**本文:**
------
辞める決心
最近、「いただける仕事を、一切断らずに全部書かせてもらったら、どれくらい書けるものなのか」と思い、挑戦してみている。
などというほど依頼もないので、書く量としては大したものではないのだが、毎日、着々と松山探検をして遊びまわっている夫を横目に、パソコンに向かう日々は、ちょっとした売れっ子感と、「1人で遊びまわりやがって」というムカつきが同時に味わえて面白い。
少し前までは、毎日遊び暮らす私と、働く夫というペアだったのに、立場が逆転してしまった。
なるほど、夫はこんな気持であったのか。
さて、その夫。
歯周病で抜け落ちそうな歯を守るためには、歯茎の血流を阻害するたばこが良くないと、ずいぶん前から知識として知ってはいたものの、
「アルコールを辞めている俺が、さらにニコチンまで辞められるのか」
と葛藤し、一歩を踏み出せずにいた。
ところが。
昨日、意を決して禁煙外来に出向き、ついに禁煙も始めてしまった。
病院でお医者さまに「今日からタバコをやめます」という誓約書まで書いてきたのだという。
------
**課題:** 本文のうち、「少し前までは、毎日遊び暮らす」を含む語句で始まり「と葛藤し、一歩を踏み出せずにいた。」で終わる部分を、一字一句そのまま書き写せ。

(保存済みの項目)
------
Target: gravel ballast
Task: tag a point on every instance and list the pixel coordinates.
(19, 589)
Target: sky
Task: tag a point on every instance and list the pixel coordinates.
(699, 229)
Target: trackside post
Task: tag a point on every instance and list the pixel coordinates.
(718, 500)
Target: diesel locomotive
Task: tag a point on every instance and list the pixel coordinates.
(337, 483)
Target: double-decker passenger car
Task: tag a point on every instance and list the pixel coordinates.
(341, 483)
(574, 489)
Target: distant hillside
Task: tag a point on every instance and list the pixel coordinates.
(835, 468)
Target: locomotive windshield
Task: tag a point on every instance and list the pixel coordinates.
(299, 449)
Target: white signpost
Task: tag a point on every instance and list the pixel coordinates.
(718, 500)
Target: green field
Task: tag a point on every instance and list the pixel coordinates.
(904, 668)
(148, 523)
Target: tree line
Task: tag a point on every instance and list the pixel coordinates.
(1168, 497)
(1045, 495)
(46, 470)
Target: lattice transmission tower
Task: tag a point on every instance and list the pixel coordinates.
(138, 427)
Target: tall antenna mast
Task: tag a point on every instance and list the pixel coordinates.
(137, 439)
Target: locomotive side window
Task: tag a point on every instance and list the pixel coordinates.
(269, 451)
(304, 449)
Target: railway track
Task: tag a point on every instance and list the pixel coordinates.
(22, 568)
------
**解答:**
少し前までは、毎日遊び暮らす私と、働く夫というペアだったのに、立場が逆転してしまった。
なるほど、夫はこんな気持であったのか。
さて、その夫。
歯周病で抜け落ちそうな歯を守るためには、歯茎の血流を阻害するたばこが良くないと、ずいぶん前から知識として知ってはいたものの、
「アルコールを辞めている俺が、さらにニコチンまで辞められるのか」
と葛藤し、一歩を踏み出せずにいた。